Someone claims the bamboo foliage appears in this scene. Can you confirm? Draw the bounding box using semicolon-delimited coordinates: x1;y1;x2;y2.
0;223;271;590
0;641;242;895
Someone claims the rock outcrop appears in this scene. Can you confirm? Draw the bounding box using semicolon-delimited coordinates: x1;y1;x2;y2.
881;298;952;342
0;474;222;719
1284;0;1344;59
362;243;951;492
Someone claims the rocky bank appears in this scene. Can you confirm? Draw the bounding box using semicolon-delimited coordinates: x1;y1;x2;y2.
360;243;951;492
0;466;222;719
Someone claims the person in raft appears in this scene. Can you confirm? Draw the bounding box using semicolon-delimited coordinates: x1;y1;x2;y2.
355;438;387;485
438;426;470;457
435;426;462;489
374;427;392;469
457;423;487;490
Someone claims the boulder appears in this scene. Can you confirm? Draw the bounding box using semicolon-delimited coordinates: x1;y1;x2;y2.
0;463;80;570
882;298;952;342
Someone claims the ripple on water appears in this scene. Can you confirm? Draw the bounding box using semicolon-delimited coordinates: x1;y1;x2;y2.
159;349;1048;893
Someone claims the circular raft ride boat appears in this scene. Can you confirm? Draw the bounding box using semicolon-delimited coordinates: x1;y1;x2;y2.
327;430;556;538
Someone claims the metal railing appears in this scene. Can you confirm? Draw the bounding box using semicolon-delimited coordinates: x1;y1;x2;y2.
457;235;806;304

###

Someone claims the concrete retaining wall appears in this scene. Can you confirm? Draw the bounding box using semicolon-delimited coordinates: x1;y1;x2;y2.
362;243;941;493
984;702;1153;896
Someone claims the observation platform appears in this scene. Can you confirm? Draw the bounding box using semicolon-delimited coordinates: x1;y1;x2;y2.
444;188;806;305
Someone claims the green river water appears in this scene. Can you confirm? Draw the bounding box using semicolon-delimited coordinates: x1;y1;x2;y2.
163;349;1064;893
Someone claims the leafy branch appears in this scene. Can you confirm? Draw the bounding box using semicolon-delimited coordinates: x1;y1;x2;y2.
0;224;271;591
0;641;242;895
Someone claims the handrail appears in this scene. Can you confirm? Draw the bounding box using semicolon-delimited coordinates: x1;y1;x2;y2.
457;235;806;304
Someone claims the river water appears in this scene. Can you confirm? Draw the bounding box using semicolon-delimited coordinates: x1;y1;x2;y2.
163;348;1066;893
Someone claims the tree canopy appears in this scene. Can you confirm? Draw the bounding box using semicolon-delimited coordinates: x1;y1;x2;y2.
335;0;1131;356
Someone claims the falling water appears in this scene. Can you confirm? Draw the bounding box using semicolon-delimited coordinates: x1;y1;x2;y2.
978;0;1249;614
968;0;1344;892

###

Exercise objective: Count the lines in the material above that contain the word "water". Reply with the number only.

Response: 4